Problem description: The data should be restated word for word, in full.

Records for the task:

----

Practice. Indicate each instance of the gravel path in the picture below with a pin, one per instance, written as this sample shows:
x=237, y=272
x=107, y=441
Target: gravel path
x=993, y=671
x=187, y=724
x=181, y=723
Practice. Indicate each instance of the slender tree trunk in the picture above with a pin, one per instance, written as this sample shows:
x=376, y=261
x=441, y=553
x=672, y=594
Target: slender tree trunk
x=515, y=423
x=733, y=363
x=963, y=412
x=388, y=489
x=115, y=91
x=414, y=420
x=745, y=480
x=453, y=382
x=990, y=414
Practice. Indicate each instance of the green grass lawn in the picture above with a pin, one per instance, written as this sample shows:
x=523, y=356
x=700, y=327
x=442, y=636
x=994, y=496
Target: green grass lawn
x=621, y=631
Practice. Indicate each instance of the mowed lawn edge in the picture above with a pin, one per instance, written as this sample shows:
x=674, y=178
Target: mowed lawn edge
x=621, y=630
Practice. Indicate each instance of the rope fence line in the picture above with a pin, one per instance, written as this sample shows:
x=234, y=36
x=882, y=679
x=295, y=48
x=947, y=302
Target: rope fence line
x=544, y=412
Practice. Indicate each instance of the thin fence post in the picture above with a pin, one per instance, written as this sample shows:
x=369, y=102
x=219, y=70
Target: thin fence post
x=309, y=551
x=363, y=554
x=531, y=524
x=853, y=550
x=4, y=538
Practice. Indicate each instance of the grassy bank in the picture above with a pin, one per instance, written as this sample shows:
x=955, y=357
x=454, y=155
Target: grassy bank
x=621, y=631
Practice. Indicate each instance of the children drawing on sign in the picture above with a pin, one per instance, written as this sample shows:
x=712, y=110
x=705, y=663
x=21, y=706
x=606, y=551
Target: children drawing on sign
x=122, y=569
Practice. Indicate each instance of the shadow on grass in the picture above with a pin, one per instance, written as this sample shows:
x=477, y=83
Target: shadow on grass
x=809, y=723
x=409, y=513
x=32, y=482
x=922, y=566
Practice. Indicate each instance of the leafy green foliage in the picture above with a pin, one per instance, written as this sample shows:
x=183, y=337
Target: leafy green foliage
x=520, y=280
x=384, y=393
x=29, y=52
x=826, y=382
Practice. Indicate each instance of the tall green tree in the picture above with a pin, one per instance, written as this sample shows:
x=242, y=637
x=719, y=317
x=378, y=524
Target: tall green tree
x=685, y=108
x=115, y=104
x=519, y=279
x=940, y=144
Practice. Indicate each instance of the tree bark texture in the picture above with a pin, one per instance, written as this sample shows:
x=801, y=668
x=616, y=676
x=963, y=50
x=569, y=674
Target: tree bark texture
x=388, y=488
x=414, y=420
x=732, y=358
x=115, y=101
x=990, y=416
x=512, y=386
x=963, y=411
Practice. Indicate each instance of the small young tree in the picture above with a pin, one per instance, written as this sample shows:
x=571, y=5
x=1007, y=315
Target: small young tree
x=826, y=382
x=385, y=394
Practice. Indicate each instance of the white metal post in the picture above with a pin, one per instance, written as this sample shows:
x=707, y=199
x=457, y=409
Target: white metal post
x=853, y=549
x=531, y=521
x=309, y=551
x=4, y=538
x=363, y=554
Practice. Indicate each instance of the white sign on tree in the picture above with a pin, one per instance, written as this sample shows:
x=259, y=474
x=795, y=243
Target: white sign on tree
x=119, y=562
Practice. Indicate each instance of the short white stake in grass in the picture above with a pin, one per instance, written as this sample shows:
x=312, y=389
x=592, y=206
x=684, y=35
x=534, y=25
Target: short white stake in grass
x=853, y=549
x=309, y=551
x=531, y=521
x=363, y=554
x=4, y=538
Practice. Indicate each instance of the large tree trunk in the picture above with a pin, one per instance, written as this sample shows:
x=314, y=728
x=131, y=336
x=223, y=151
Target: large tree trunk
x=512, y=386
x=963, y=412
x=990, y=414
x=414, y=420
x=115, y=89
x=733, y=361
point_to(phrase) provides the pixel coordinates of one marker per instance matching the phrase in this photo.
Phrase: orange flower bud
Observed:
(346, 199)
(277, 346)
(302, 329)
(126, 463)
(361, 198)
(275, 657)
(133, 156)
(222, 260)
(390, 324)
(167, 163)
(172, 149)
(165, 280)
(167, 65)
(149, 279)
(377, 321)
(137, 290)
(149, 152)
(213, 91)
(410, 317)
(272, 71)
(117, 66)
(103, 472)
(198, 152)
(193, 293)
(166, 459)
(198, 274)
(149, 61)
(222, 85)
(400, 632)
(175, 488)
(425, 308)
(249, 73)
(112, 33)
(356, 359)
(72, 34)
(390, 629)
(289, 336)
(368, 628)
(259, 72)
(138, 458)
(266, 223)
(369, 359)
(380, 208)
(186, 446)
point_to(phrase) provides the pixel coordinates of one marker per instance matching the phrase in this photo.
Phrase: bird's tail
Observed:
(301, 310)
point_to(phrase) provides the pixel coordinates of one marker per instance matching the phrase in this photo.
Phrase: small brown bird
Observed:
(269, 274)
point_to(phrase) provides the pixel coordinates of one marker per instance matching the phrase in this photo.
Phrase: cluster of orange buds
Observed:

----

Answer for this exercise:
Practice. Indicate each instance of the gravel path in the picture below with a pin, one per instance, written as this sample shows:
x=237, y=272
x=107, y=441
Target: gravel path
x=993, y=671
x=187, y=724
x=181, y=723
Practice. Indicate each instance of the slender tree trunk in the picture above with a pin, one per instance, written as this sample shows:
x=376, y=261
x=441, y=553
x=672, y=594
Target: slender tree trunk
x=515, y=423
x=733, y=363
x=963, y=412
x=388, y=489
x=115, y=91
x=414, y=420
x=745, y=480
x=453, y=382
x=990, y=414
Practice. Indicate each instance of the green grass lawn in the picture above with a pin, one per instance, written as this sample shows:
x=523, y=356
x=700, y=327
x=442, y=636
x=994, y=496
Target: green grass lawn
x=621, y=631
Practice. Indicate each instance of the mowed lawn edge in the picture above with a pin, one per instance, written as this sample shows:
x=674, y=178
Target: mowed lawn edge
x=621, y=630
Practice. Indicate each instance of the rope fence line in the picture above with a pin, one per instance, written as this sample shows:
x=234, y=36
x=882, y=679
x=295, y=48
x=947, y=302
Target: rope fence line
x=544, y=412
Practice. Indicate each instance of the thin fence post in the picture above with a pin, one per instance, written as this sample shows:
x=369, y=102
x=219, y=70
Target: thin fence post
x=309, y=551
x=363, y=554
x=531, y=524
x=853, y=550
x=4, y=538
Practice. Indicate each instance of the grassy bank in the picture above with a pin, one per instance, written as this sample shows:
x=955, y=357
x=454, y=155
Target: grassy bank
x=621, y=631
Practice. Indicate each instance of the children drawing on sign in the picture above with a pin, one per instance, written as this sample shows:
x=712, y=110
x=705, y=663
x=21, y=706
x=606, y=551
Target: children drawing on sign
x=122, y=569
Practice. Indicate each instance of the shadow on grass in the picture above with a pin, one per instance, written as this sample shows:
x=477, y=83
Target: shadow on grass
x=809, y=723
x=409, y=513
x=32, y=482
x=922, y=566
Practice. Indicate each instance of the leafy green foliage in the picture above with a pin, one per instance, written as this sample shows:
x=183, y=337
Target: leafy green foliage
x=520, y=280
x=384, y=393
x=29, y=52
x=826, y=382
Practice. Indicate each instance of the tall green tree in the picture above with a pin, one per instance, written as this sample shows:
x=242, y=637
x=719, y=317
x=378, y=524
Target: tall green tree
x=685, y=108
x=115, y=104
x=519, y=279
x=940, y=144
Practice. Indicate each instance of the tree bark texture in the picture above with a pin, one per instance, written as this sample shows:
x=801, y=668
x=616, y=676
x=963, y=50
x=569, y=674
Target: tree bark texture
x=388, y=488
x=414, y=420
x=732, y=358
x=115, y=101
x=990, y=416
x=512, y=386
x=963, y=411
Practice. Indicate each instance of the small young tree in the picture above with a pin, one per instance, written as this sample shows:
x=571, y=5
x=1007, y=315
Target: small young tree
x=826, y=382
x=385, y=394
Practice. Indicate each instance of the white metal post in the picture above with a pin, one per instance, written as this sample shows:
x=707, y=199
x=457, y=409
Target: white metal post
x=853, y=549
x=531, y=521
x=309, y=551
x=4, y=538
x=363, y=554
Practice. Indicate each instance of the white sign on tree in the picture above with a pin, one per instance, written as this sample shows:
x=259, y=474
x=795, y=243
Target: white sign on tree
x=119, y=562
Practice. Indicate each instance of the short white stake in grass in the picture above with a pin, one per instance, written as this sample shows:
x=312, y=389
x=592, y=206
x=684, y=35
x=534, y=25
Target: short white stake in grass
x=853, y=549
x=309, y=551
x=531, y=521
x=363, y=554
x=4, y=538
Practice. Indicate each instance of the large tree trunk in the picture above with a pin, one per instance, written as this sample shows:
x=314, y=728
x=131, y=336
x=223, y=151
Target: large tree trunk
x=512, y=386
x=963, y=412
x=990, y=414
x=414, y=420
x=115, y=89
x=733, y=361
point_to(phrase) provides the pixel coordinates of one marker per instance matching the phrase in this photo.
Phrase: orange flower bud
Observed:
(346, 199)
(277, 346)
(302, 329)
(126, 463)
(361, 198)
(275, 657)
(133, 156)
(222, 260)
(390, 324)
(167, 163)
(172, 149)
(165, 280)
(167, 65)
(149, 279)
(377, 321)
(137, 290)
(149, 152)
(213, 91)
(410, 317)
(272, 71)
(117, 66)
(103, 472)
(198, 152)
(193, 293)
(166, 459)
(198, 274)
(149, 61)
(222, 85)
(400, 632)
(175, 488)
(425, 308)
(249, 73)
(112, 33)
(356, 359)
(72, 34)
(390, 629)
(289, 336)
(368, 628)
(259, 72)
(138, 458)
(266, 223)
(369, 359)
(380, 208)
(186, 446)
point_to(phrase) provides the pixel coordinates of one marker per instance matching the phrase in this photo.
Phrase: bird's tail
Observed:
(301, 310)
point_to(phrase) provides the pixel coordinates of one marker per instance matching the phrase in this photo.
Phrase: small brown bird
Observed:
(269, 274)
point_to(phrase) provides the pixel coordinates of one marker per instance matching the phrase in this photo.
Phrase: cluster of orange buds
Observed:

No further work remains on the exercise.